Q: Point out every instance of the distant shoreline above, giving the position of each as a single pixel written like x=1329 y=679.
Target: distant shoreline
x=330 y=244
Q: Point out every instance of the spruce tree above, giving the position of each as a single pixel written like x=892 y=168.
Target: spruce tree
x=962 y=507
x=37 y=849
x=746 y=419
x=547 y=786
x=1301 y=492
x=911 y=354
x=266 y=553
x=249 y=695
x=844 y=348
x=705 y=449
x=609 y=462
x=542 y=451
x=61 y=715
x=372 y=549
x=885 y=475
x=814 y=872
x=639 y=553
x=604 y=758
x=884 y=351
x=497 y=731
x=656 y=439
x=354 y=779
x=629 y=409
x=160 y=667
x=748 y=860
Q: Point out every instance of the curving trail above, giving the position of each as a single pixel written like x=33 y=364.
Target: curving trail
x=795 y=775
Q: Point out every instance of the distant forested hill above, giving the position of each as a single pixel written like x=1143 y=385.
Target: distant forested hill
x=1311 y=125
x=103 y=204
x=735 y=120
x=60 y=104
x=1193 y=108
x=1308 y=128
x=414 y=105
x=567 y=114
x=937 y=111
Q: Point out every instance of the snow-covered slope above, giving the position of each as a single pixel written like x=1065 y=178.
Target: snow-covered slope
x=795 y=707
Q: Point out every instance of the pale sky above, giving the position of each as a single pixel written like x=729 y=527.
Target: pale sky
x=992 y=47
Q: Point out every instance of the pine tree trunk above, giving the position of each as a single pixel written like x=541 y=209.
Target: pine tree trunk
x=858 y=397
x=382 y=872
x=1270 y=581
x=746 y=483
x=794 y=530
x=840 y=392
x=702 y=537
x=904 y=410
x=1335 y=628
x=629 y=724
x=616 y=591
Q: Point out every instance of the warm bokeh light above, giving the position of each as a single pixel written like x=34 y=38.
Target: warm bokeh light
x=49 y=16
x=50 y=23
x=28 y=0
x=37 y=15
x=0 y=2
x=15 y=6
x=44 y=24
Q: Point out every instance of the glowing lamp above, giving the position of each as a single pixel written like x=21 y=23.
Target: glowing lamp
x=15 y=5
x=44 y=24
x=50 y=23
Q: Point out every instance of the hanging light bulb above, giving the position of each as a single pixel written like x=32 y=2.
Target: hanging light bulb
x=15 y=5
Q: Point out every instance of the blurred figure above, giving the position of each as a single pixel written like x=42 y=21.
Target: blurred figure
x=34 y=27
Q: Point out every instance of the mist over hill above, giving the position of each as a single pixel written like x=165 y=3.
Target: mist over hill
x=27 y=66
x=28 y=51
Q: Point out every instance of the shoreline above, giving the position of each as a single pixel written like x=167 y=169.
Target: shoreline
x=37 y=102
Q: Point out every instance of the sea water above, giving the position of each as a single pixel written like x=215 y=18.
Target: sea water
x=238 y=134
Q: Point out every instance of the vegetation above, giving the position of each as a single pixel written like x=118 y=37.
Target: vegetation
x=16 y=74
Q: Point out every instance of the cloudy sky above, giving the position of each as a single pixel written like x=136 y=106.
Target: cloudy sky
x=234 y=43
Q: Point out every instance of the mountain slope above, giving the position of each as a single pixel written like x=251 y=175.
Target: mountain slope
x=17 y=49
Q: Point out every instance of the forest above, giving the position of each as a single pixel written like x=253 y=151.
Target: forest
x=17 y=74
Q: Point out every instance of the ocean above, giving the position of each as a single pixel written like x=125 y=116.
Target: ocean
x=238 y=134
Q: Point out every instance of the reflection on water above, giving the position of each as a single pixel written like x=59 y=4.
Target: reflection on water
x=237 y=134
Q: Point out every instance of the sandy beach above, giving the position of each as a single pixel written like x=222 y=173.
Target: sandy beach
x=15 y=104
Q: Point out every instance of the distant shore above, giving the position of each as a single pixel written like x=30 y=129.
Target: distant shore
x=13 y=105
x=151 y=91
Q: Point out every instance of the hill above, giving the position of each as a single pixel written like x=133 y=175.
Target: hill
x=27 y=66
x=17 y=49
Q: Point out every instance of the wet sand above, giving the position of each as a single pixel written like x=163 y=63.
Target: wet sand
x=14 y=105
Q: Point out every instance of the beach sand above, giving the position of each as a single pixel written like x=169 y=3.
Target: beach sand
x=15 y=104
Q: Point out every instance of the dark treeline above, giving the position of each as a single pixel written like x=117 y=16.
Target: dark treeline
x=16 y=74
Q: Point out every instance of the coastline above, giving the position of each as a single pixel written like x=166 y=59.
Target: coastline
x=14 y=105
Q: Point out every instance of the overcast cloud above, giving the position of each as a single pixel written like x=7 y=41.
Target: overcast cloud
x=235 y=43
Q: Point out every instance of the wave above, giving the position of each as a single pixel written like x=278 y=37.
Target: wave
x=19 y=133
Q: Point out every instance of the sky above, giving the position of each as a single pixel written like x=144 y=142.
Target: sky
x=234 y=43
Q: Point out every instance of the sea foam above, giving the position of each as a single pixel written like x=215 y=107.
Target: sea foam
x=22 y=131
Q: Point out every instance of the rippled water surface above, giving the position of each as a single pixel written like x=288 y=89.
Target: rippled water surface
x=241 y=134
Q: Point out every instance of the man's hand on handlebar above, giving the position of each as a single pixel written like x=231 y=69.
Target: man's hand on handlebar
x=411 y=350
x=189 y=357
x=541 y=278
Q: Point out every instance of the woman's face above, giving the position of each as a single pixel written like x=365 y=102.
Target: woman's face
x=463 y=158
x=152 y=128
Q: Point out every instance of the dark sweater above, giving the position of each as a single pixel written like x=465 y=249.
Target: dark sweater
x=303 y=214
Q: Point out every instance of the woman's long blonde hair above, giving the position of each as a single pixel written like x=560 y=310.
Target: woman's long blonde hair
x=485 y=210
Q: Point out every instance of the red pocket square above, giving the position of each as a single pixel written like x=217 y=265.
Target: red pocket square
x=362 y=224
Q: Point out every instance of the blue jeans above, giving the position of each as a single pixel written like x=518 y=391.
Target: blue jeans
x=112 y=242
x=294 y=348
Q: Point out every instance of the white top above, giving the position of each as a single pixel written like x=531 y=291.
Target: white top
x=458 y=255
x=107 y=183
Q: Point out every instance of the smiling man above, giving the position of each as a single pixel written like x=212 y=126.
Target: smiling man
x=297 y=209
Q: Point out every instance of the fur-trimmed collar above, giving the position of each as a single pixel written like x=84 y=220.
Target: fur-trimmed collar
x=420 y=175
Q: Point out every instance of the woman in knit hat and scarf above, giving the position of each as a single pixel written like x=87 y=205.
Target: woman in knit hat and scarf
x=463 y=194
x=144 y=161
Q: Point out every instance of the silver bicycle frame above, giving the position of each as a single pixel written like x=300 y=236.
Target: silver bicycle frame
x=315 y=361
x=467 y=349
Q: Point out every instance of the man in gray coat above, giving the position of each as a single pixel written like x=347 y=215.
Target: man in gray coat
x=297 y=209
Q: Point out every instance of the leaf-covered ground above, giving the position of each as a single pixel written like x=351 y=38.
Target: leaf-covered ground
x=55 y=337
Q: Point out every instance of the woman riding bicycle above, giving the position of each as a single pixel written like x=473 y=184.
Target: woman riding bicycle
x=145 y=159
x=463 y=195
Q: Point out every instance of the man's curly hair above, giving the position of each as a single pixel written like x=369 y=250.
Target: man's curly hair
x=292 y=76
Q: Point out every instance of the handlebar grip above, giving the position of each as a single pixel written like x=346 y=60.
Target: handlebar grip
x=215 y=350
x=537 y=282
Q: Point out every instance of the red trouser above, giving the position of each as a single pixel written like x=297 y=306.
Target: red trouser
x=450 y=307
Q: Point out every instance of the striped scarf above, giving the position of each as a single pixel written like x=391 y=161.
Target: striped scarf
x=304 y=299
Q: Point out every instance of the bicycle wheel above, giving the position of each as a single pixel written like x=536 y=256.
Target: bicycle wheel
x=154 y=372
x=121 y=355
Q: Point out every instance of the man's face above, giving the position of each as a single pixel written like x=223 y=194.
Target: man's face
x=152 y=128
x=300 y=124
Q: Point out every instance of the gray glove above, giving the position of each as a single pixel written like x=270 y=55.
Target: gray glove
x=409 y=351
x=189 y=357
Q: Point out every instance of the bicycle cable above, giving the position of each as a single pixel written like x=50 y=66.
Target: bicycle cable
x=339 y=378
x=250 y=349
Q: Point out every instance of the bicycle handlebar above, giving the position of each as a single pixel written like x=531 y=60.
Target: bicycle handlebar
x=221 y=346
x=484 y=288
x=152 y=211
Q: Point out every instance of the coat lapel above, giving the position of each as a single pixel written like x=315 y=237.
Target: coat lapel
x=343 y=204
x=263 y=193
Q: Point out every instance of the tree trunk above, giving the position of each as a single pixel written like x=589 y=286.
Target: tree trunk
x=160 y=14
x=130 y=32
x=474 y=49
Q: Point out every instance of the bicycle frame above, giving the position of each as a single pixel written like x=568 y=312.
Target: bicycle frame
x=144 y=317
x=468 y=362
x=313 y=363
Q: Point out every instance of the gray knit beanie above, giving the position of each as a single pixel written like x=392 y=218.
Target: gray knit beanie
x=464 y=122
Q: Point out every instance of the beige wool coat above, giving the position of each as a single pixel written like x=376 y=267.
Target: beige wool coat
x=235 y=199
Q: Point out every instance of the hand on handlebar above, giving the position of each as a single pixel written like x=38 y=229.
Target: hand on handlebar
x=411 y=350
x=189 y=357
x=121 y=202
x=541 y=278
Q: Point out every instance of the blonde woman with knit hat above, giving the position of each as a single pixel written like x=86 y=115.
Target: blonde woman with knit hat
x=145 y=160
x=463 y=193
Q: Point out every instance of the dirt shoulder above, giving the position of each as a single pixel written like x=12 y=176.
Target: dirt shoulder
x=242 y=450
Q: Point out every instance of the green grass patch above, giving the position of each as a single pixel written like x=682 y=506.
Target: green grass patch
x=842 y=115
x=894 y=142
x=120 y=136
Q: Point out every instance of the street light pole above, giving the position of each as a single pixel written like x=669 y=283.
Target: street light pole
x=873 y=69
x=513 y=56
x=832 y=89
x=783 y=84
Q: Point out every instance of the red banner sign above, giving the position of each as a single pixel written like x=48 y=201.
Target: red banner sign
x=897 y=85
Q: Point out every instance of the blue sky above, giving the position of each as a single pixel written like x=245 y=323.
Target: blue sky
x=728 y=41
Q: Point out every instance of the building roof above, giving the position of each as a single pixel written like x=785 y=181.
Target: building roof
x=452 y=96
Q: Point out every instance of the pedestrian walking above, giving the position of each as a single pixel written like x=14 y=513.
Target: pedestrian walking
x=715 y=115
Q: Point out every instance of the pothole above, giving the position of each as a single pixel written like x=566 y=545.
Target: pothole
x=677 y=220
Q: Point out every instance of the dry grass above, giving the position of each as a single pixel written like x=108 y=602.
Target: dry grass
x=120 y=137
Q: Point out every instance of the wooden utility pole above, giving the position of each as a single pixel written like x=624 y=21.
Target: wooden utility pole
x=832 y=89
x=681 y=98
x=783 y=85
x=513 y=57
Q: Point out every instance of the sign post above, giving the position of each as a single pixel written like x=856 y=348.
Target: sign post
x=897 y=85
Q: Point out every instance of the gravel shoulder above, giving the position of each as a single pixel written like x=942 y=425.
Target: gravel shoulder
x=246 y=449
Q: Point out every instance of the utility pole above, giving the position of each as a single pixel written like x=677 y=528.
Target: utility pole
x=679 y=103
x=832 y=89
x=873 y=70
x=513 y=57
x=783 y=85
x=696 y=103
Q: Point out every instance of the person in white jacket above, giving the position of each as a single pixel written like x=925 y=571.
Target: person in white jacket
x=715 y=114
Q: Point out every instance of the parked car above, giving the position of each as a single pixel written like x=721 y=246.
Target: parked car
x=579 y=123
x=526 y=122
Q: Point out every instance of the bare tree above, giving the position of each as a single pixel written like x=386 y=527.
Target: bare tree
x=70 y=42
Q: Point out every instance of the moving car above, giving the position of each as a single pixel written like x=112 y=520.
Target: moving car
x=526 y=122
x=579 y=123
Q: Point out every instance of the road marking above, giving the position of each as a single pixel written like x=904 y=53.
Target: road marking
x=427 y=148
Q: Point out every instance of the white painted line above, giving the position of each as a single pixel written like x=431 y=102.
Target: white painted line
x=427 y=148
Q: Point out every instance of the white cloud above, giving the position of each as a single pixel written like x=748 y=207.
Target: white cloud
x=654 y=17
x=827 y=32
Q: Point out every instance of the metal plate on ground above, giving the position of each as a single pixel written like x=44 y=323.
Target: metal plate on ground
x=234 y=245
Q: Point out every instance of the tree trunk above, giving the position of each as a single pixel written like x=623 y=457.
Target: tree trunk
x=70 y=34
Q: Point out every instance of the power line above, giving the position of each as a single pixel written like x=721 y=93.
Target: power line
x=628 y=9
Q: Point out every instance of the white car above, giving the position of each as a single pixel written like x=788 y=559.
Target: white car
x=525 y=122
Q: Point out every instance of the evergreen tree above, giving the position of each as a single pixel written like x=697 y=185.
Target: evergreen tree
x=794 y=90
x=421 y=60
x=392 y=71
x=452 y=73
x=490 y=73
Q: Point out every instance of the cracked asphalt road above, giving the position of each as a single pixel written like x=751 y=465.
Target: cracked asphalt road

:::

- _Problem details_:
Convert the records above, from the line with "Q: Point out every instance of the woman's long" to the line with "x=467 y=349", both included, into a JSON list of strings with one string per line and no blank lines.

- _Response to the exercise_:
[
  "Q: Point out every instance of the woman's long blonde hair above, giving the position of each as a single pixel written like x=560 y=310.",
  "Target: woman's long blonde hair",
  "x=485 y=210",
  "Q: Point out every instance of the red pocket square above, giving the position of each as a single pixel written like x=217 y=265.",
  "Target: red pocket square",
  "x=362 y=224",
  "Q: Point out every instance of the blue jeans above, giving the position of each as a single pixel written like x=518 y=391.",
  "Target: blue jeans",
  "x=112 y=242",
  "x=294 y=348",
  "Q: Point out every instance of the white top above, giving the position of each as a single pixel written like x=531 y=291.",
  "Target: white top",
  "x=458 y=255",
  "x=107 y=183",
  "Q: Point out every instance of the smiling man above, giving the position of each as a single pixel written like x=212 y=126.",
  "Target: smiling man",
  "x=297 y=209",
  "Q: Point out every instance of the fur-trimmed collar above, giving the position of each as a single pixel written like x=84 y=220.",
  "Target: fur-trimmed collar",
  "x=420 y=175",
  "Q: Point out every instance of the woman in knit hat and scarf above, giving the position of each as a single pixel written like x=87 y=205.",
  "Target: woman in knit hat and scarf",
  "x=463 y=194",
  "x=144 y=161",
  "Q: Point out every instance of the silver bicycle frame above, giving the position of each as a single pixel written like x=300 y=236.",
  "Target: silver bicycle frame",
  "x=315 y=361",
  "x=467 y=349"
]